- **RECORDS SHOWN**:
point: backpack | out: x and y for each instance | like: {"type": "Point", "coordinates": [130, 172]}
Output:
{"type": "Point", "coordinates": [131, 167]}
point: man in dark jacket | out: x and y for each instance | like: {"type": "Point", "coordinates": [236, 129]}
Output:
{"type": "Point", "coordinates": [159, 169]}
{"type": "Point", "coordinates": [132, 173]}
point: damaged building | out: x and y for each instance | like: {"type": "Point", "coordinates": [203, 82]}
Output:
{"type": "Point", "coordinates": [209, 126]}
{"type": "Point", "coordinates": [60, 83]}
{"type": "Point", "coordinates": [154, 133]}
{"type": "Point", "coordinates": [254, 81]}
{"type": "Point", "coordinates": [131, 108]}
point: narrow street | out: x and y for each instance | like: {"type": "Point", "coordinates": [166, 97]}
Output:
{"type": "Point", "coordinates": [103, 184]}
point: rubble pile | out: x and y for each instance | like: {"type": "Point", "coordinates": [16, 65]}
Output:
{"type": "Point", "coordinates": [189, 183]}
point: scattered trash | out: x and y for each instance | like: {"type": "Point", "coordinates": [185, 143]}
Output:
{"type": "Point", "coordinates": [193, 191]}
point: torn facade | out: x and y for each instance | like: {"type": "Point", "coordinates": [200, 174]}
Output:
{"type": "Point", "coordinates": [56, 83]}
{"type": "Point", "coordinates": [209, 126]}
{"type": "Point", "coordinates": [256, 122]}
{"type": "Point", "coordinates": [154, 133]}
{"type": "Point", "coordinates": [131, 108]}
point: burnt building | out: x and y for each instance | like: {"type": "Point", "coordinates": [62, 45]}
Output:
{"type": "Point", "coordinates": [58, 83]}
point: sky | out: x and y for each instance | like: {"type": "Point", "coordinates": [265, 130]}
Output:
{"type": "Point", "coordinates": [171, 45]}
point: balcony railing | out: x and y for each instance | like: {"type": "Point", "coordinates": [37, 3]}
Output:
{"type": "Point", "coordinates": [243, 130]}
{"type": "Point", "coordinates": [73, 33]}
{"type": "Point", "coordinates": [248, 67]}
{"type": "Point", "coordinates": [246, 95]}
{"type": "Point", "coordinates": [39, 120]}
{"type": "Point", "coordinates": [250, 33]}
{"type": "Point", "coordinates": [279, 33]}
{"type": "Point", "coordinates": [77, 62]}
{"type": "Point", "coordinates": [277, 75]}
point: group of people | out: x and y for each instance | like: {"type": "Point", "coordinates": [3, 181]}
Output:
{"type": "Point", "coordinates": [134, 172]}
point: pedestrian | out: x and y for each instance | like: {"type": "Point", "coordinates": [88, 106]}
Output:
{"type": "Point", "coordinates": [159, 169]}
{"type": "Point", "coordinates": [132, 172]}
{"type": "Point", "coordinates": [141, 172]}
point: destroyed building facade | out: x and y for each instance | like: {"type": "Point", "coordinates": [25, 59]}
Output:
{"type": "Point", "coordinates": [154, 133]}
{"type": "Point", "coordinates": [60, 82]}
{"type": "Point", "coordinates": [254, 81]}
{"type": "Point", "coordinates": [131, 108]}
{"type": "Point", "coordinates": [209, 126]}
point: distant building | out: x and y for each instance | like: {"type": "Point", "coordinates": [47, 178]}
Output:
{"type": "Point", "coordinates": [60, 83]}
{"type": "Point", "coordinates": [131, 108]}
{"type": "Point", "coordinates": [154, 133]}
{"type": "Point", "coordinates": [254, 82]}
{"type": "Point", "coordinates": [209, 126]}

- **ASSIGNMENT**: The records above should be copied out again in full, exactly as they appear.

- **RESULT FOR THIS EXERCISE**:
point: backpack | out: x and y for each instance | like: {"type": "Point", "coordinates": [130, 172]}
Output:
{"type": "Point", "coordinates": [131, 167]}
point: man in dark jacket | out: x and y for each instance | like: {"type": "Point", "coordinates": [236, 129]}
Output:
{"type": "Point", "coordinates": [159, 169]}
{"type": "Point", "coordinates": [132, 173]}
point: damaged building | out: x and y for each instance | like: {"type": "Point", "coordinates": [203, 82]}
Output:
{"type": "Point", "coordinates": [209, 126]}
{"type": "Point", "coordinates": [60, 83]}
{"type": "Point", "coordinates": [154, 133]}
{"type": "Point", "coordinates": [254, 81]}
{"type": "Point", "coordinates": [131, 108]}
point: narrow street | out: x and y for each instance | like: {"type": "Point", "coordinates": [166, 97]}
Output:
{"type": "Point", "coordinates": [103, 184]}
point: rubble pile | out: x and y for each instance | like: {"type": "Point", "coordinates": [16, 65]}
Output:
{"type": "Point", "coordinates": [189, 183]}
point: scattered trash | out: x and y for each instance | like: {"type": "Point", "coordinates": [185, 143]}
Output:
{"type": "Point", "coordinates": [193, 191]}
point: torn facade | out: x and y for each instance | like: {"type": "Point", "coordinates": [200, 174]}
Output:
{"type": "Point", "coordinates": [56, 83]}
{"type": "Point", "coordinates": [209, 126]}
{"type": "Point", "coordinates": [256, 122]}
{"type": "Point", "coordinates": [154, 133]}
{"type": "Point", "coordinates": [131, 108]}
point: burnt building | out: x and y for each instance | like: {"type": "Point", "coordinates": [62, 45]}
Output:
{"type": "Point", "coordinates": [58, 83]}
point: sky | out: x and y for each instance | like: {"type": "Point", "coordinates": [265, 130]}
Output:
{"type": "Point", "coordinates": [171, 45]}
point: balcony railing | out: x and y for each instance | like: {"type": "Point", "coordinates": [37, 3]}
Output:
{"type": "Point", "coordinates": [243, 130]}
{"type": "Point", "coordinates": [73, 33]}
{"type": "Point", "coordinates": [248, 67]}
{"type": "Point", "coordinates": [246, 95]}
{"type": "Point", "coordinates": [39, 120]}
{"type": "Point", "coordinates": [250, 33]}
{"type": "Point", "coordinates": [279, 33]}
{"type": "Point", "coordinates": [77, 62]}
{"type": "Point", "coordinates": [277, 75]}
point: group of people | out: x and y for each instance | like: {"type": "Point", "coordinates": [3, 181]}
Output:
{"type": "Point", "coordinates": [134, 172]}
point: pedestrian | out: x and y for each instance | like: {"type": "Point", "coordinates": [88, 106]}
Output:
{"type": "Point", "coordinates": [159, 169]}
{"type": "Point", "coordinates": [132, 172]}
{"type": "Point", "coordinates": [141, 172]}
point: destroyed building facade | out: x and y for each instance | like: {"type": "Point", "coordinates": [25, 59]}
Output:
{"type": "Point", "coordinates": [154, 133]}
{"type": "Point", "coordinates": [60, 82]}
{"type": "Point", "coordinates": [254, 81]}
{"type": "Point", "coordinates": [131, 108]}
{"type": "Point", "coordinates": [209, 126]}
point: distant building | out: x and y for each instance | like: {"type": "Point", "coordinates": [47, 178]}
Output:
{"type": "Point", "coordinates": [60, 83]}
{"type": "Point", "coordinates": [131, 108]}
{"type": "Point", "coordinates": [154, 133]}
{"type": "Point", "coordinates": [254, 82]}
{"type": "Point", "coordinates": [209, 126]}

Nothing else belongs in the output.